──────── Excerpted passage

Hufflepuff. Came from the redwoods, which tell me who I am and where I belong in the world. I relate to objects as if they are alive, but as things with identities and properties all of their own, not as something human-like. Culturally I'm from a California Okie background. Crochet or otherwise create constantly, write poetry and paint when I can. Proud member of the developmental disability self-advocacy movement. I care a lot more about being a human being than I care about what categories I fit into.

8 responses »

  1. I remember a conversation I had with a friend of mine whose son was recently diagnosed with autism. She was talking about how maybe he would be a garbage man now and joking about it. I told her she couldn’t tell WHAT he would grow to be at 3 years old. Even a “normal” kid can grow to be a grabage man. And who cares!
    Sure, I wonder where my boys will be as adults. But I know I can’t force them into any image I may have of them. The only thing I can do, is find the best way for them to healthy and happy. That’s all you can do for any kid.

  2. My brother couldn’t even get a job as a garbage man when he applied, too much competition. Actually todays garbage man requires a fair amount of technical knowlege including health and safety legislation.

────────────────

Set of tasks:
1: Answer these questions about the excerpt:
(a) Which movement does the author say they are a proud member of?
(b) How many responses does the excerpt say the post received?
(c) Why couldn't the second commenter's brother get a job as a garbage man?
2: Could you swap "friend" for "neighbor" in the excerpt and write out the part that opens with the words "1. I remember" and closes with "And who cares!"?

──────── Provided information

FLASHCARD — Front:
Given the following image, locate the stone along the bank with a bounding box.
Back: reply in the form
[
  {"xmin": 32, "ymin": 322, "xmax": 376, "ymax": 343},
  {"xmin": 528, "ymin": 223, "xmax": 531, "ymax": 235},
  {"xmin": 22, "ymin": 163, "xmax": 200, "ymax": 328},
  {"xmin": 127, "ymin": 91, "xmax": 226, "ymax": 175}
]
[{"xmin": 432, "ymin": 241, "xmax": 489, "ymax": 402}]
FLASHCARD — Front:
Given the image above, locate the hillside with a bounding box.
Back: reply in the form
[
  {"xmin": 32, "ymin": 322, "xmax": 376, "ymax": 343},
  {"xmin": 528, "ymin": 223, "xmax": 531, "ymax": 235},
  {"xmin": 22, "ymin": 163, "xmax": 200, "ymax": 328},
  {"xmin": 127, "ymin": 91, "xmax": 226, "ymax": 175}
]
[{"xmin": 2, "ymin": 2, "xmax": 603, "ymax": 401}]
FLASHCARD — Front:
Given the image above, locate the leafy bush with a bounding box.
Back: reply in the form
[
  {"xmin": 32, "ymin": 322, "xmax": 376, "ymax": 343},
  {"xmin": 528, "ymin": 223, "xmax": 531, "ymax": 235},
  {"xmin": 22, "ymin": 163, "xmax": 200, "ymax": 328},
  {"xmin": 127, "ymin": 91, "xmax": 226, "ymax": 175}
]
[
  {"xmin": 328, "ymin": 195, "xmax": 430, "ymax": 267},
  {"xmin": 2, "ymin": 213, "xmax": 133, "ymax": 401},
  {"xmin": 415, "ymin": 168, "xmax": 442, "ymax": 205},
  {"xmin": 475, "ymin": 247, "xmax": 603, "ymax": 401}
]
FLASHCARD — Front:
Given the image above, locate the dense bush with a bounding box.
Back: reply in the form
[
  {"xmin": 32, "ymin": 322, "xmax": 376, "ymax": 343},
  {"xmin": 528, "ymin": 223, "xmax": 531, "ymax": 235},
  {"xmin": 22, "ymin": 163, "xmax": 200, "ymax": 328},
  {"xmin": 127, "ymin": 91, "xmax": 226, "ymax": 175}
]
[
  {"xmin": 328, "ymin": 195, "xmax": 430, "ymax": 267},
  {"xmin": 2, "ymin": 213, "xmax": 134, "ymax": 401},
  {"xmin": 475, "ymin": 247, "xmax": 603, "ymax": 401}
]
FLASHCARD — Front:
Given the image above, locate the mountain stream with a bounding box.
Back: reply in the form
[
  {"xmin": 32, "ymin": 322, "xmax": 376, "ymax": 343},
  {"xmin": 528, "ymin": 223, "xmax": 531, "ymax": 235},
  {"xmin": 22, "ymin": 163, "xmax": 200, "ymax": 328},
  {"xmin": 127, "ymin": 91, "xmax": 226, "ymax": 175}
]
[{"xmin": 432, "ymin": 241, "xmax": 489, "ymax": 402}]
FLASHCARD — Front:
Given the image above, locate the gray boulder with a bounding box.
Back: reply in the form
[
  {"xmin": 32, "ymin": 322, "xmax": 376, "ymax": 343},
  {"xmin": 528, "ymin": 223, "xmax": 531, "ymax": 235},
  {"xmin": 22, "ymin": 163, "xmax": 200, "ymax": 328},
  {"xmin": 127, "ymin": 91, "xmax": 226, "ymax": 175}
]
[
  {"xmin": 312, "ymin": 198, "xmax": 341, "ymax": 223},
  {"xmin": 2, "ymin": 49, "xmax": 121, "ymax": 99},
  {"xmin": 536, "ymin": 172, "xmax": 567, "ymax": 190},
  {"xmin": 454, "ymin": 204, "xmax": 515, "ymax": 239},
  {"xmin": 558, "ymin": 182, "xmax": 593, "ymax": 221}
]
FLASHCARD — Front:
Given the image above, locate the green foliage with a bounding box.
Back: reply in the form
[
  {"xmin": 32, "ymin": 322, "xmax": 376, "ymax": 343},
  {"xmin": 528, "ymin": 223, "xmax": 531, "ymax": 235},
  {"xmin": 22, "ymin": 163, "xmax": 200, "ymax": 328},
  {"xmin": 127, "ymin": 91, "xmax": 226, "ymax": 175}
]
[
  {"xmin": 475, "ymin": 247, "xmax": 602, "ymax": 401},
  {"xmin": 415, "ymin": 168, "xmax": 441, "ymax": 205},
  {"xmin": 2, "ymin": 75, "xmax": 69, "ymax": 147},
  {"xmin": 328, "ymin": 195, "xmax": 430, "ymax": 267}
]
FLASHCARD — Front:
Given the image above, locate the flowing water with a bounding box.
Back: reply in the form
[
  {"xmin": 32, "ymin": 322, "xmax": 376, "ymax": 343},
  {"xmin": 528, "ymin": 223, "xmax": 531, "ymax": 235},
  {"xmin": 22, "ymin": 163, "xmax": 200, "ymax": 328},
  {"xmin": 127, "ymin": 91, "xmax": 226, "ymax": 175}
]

────────────────

Answers provided:
1:
(a) The developmental disability self-advocacy movement.
(b) 8 responses.
(c) There was too much competition.

2:
1. I remember a conversation I had with a neighbor of mine whose son was recently diagnosed with autism. She was talking about how maybe he would be a garbage man now and joking about it. I told her she couldn’t tell WHAT he would grow to be at 3 years old. Even a “normal” kid can grow to be a grabage man. And who cares!